__Texto fornecido__
"""
Pesquisas são essenciais para dar prioridade ao desenvolvimento de área secas

17/08/2010

Busca por mais espaço na agenda global é um dos objetivos da Segunda Conferência Internacional sobre Clima, Sustentabilidade e Desenvolvimento em Regiões Semiáridas (Icid+2018), aberta nesta segunda-feira, dia 16, em Fortaleza (CE)

Ciência e tecnologia são fundamentais nessa busca por visibilidade porque muitos governos tratam fome e degradação ambiental em áreas secas (regiões áridas, semiáridas e subúmidas, todas objeto da Icid+18) como uma questão local, em vez de global. Na avaliação do secretário-executivo da Convenção das Nações Unidas de Combate à Desertificação (UNCCD, em inglês), Luc Gnacadja, aumentar e consolidar pesquisas nessa temática é um passo importante para disseminar seu caráter global.

"Há necessidade de mais ciência para demonstrar que, sim, devido ao fator humano, desertificação é um desafio local, mas devido ao fator climático, desertificação é um desafio global. E ambos desafios, local e global, terão conseqüências globais", afirmou Gnacadja, em entrevista na tarde desta segunda-feira, dia 16.

O principal papel das pesquisas, nesse caso, é oferecer padrões internacionais para metodologias e indicadores sobre o tema da desertificação. "Não se pode enfrentar um problema sem medi-lo. Indicadores e metodologia são essenciais", disse o oficial da ONU, lembrando que há indicadores sendo usados em todos os países, mas sem padrões. "Em alguns casos, existe o mesmo nome, mas a metodologia é diferente. Quando a metodologia é diferente, não se pode sequer comparar a informação."
"""
__Material coletado__
"""
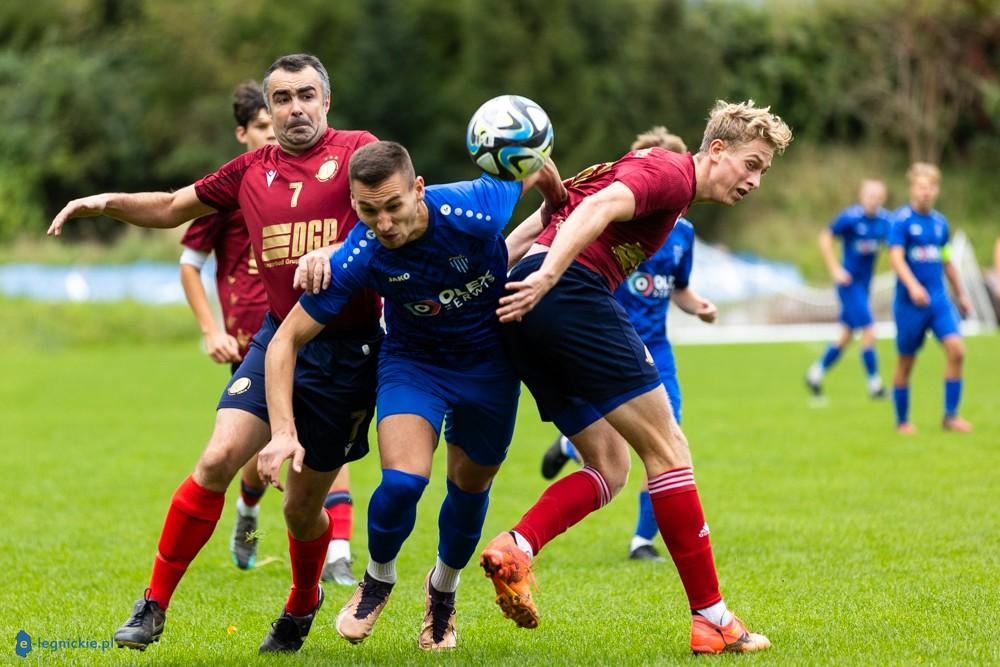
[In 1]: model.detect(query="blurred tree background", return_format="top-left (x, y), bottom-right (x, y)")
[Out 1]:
top-left (0, 0), bottom-right (1000, 271)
"""
__Instrução 1__
Segundo o texto sobre desertificação, qual é o principal papel das pesquisas nesse tema?
__Instrução 2__
Reescreva de forma mais breve o parágrafo do texto sobre desertificação que começa com "Ciência e tecnologia são fundamentais", mantendo os fatos principais.
__Instrução 3__
Retome o texto sobre desertificação a partir do ponto em que ele termina.
As linhas não têm relação alguma com o texto fornecido.

__Resultado da tarefa 1__
Oferecer padrões internacionais para metodologias e indicadores sobre desertificação.

__Resultado da tarefa 2__
Ciência e tecnologia são essenciais para dar visibilidade às áreas secas, pois muitos governos tratam a fome e a degradação ambiental nessas regiões como questão local, e não global. Para Luc Gnacadja, secretário-executivo da UNCCD, ampliar e consolidar as pesquisas sobre o tema ajuda a difundir seu caráter global.

__Resultado da tarefa 3__
Gnacadja não descarta a possibilidade de criação de um painel científico sobre desertificação, nos moldes do IPCC. "Há necessidade por um processo que entregue um tipo de autoridade global para ciência e tecnologia em desertificação, degradação de solos e mitigação de secas. Poderia ser um IPCC, poderia não ser. O ponto é que precisamos desses serviços", completou.

A insuficiência de padrões científicos internacionais para estudar os problemas das regiões secas do mundo indica falta de atenção da comunidade internacional à questão da desertificação. Dados citados na Icid+2018 apontam que cerca de 35% da população mundial vivem em regiões secas, ocupando 40% da área do planeta.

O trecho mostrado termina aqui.